- **Что сделать**
Продолжите приведенный ниже отрывок о книгах по истории России, начав сразу после его последнего предложения.

- **Отрывок**
┄┄┄┄┄┄┄┄┄┄┄┄┄┄┄┄┄┄┄┄
Александр Архангельский:
Я советую ее прочесть, потому что ничего лучше пока нет. Для первой встречи я посоветовал бы посмотреть книжки такие. Это книга Никиты Соколова, Ирины Карацубы «Выбираем свою историю», а в первом варианте называлась «Развилки истории». Во-первых, эта книга короче, чем история под редакцией Зубова. Во-вторых, она про то, что ничего предустановленного в русской истории нет. Она про ключевые эпизоды, в которых решался вопрос – туда пойти или сюда пойти. И становится ясно, что эти развилки – это бесконечный выбор людей. Что нет матриц, а это всегда выбор конкретных людей, за который эти люди несут ответственность. Вторая книжка под редакцией Зубова. «История России. ХХ век». Посмотрите, на мой вкус, несколько жесткую детерминистскую, но тоже очень интересную «Историю России» под редакцией Игоря Клямкина, Игоря Яковенко и Ахиезера. Их рекомендую для начала. А кто заинтересуется, там всегда есть литература на каждую тему. Для совсем первого ознакомления можно посмотреть Сванидзе. Его задача была, как можно более широкой аудитории адаптировать какие-то важные смысловые вещи. Для самого начала «Намедни» Парфенова. Мне больше нравится телевизионный цикл, но книжки тоже ничего. А для осмысления, чтобы всерьез подумать над тем, что же было с нами в ХХ веке, начните с книги Соколова и Карацубы.
┄┄┄┄┄┄┄┄┄┄┄┄┄┄┄┄┄┄┄┄
- **Показанный материал**
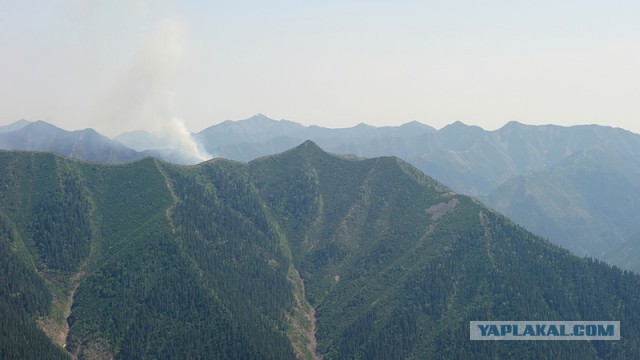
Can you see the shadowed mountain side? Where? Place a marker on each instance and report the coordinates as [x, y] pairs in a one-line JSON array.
[[234, 260]]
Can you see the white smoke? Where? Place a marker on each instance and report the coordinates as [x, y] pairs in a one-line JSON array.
[[178, 137], [144, 97]]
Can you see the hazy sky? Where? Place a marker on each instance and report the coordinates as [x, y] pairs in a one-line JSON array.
[[120, 65]]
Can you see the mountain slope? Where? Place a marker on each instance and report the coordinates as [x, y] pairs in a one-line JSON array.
[[82, 144], [236, 260], [398, 265], [587, 203], [550, 179]]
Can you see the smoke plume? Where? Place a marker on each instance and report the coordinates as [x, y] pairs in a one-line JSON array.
[[144, 97]]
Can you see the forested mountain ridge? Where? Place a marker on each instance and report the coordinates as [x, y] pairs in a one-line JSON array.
[[225, 260]]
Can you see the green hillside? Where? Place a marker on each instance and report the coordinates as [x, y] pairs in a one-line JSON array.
[[301, 254]]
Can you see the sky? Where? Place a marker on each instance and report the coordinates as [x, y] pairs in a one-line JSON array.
[[122, 65]]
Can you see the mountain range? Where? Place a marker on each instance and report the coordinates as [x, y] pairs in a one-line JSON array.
[[302, 254], [577, 186]]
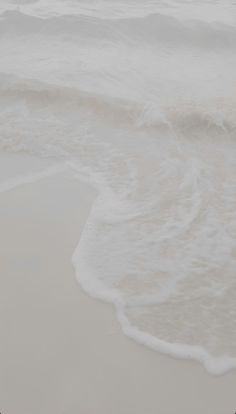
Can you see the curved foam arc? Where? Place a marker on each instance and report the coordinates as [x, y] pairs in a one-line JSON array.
[[29, 178], [143, 109], [96, 289]]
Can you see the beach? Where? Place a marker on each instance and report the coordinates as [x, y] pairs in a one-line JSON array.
[[61, 350]]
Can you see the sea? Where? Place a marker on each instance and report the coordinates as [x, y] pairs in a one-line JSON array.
[[138, 99]]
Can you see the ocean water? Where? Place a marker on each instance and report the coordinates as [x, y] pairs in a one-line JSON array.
[[138, 98]]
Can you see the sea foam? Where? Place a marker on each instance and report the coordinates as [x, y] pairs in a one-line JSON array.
[[139, 101]]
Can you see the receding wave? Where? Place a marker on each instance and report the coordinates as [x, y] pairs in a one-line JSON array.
[[154, 28], [143, 108]]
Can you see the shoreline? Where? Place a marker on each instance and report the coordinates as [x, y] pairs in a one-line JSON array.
[[61, 350]]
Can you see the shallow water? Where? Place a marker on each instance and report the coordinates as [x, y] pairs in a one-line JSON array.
[[138, 98]]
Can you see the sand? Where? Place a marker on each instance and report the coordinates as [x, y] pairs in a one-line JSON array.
[[62, 351]]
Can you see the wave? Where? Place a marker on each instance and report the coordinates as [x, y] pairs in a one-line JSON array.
[[144, 110], [217, 115], [152, 29]]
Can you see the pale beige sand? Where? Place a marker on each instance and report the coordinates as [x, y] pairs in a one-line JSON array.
[[62, 351]]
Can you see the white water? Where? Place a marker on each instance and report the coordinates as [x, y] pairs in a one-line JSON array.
[[138, 98]]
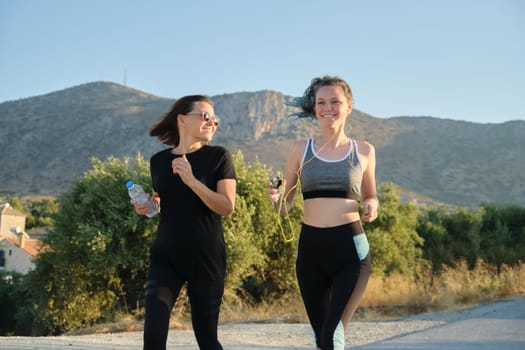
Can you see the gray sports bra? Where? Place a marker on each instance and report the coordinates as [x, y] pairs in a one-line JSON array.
[[324, 178]]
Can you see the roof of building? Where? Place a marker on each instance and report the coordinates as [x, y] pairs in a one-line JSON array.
[[31, 246], [7, 209]]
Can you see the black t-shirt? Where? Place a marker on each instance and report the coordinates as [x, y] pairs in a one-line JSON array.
[[190, 235]]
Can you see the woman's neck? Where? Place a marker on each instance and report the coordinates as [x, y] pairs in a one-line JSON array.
[[333, 139], [187, 146]]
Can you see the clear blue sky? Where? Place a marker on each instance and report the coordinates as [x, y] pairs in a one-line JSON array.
[[457, 59]]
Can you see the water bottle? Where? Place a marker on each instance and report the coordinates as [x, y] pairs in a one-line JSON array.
[[137, 193]]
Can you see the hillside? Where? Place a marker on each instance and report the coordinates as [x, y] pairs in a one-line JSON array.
[[47, 141]]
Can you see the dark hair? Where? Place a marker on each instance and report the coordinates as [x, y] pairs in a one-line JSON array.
[[167, 129], [307, 101]]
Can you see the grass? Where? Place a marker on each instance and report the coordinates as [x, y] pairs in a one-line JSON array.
[[386, 297]]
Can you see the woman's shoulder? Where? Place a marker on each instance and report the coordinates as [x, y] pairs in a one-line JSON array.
[[365, 147], [299, 145], [161, 153]]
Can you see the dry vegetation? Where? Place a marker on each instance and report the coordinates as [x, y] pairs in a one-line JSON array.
[[386, 297]]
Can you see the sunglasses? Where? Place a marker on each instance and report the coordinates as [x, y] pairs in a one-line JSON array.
[[206, 117]]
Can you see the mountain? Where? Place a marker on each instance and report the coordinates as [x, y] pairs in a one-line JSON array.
[[47, 141]]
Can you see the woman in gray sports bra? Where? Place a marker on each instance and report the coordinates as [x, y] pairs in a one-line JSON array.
[[335, 173]]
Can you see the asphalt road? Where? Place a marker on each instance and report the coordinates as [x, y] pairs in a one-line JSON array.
[[496, 326]]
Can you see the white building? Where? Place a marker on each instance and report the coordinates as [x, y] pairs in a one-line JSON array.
[[17, 249]]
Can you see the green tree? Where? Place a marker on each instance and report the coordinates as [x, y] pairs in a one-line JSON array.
[[274, 237], [431, 228], [394, 241], [96, 255], [502, 234]]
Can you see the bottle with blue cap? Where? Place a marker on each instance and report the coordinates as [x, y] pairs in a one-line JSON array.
[[137, 193]]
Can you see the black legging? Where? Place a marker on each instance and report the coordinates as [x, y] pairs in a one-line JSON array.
[[331, 277], [205, 300]]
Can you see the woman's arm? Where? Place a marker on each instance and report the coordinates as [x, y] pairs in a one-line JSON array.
[[368, 185], [221, 202]]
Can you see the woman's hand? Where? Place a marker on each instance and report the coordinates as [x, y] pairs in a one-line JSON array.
[[145, 208], [182, 167]]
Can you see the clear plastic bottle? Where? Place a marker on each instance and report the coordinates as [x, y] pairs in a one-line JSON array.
[[137, 193]]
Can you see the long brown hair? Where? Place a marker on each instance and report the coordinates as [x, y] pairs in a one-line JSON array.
[[167, 129]]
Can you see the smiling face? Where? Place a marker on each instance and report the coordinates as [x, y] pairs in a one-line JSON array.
[[196, 126], [331, 105]]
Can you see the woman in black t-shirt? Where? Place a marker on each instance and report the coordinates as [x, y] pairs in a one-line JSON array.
[[195, 185]]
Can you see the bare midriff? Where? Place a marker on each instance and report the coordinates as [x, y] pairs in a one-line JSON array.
┄┄┄┄┄┄┄┄┄┄┄┄┄┄┄┄┄┄┄┄
- **Ответ на задание**
Реплика:
Мне кажется, сегодня существует большая проблема симметрии информации, которую нам преподносят. Вот эти игры с переименованием улиц. Недавно переименовали Коммунистическую в Петропавловскую. Сейчас думают, переименовывать ли дальше улицы, потому что увидели реакцию, а она крайне неоднозначная.

Александр Архангельский:
А Киров собираются переименовывать?

Реплика:
Собираются вводить дисциплины в школах, чтобы дети узнали, что такое Вятка. И по прошествии 10-15 лет поднять этот вопрос на референдуме.

Реплика:
Мне кажется, что это странные методы по попыткам это все разворошить. Они должны быть либо более системные, либо прийти к пониманию. Ярлан сказал, что ему не за что извиняться. Фактически мне тоже не за что извиняться, потому что мои бабушки и дедушки воевали на фронте. Но я знаю, что это наша общая история. И если мы хотим развиваться, то мы должны принять ее всю, без исключений. И принять, что и такие люди были, и это моя история. И вот эти люди тоже часть моей истории. Только тогда мы сможем развиваться. Мне кажется, что подобное понимание можно форсировать через культуру. У нас проходит фестиваль документального кино «Флоритиана». Мы устраивали просмотры, а затем обсуждением. Через документальные фильмы мы достигали таких выводов с помощью дискуссии, к которым сами люди, возможно, не пришли бы. На фильмах того де Диги Вертова, через осознание того, что было раньше, через документальное кино, люди, по сути, открывали глаза на происходившее и задумывались о вещах, о которых стоит задуматься.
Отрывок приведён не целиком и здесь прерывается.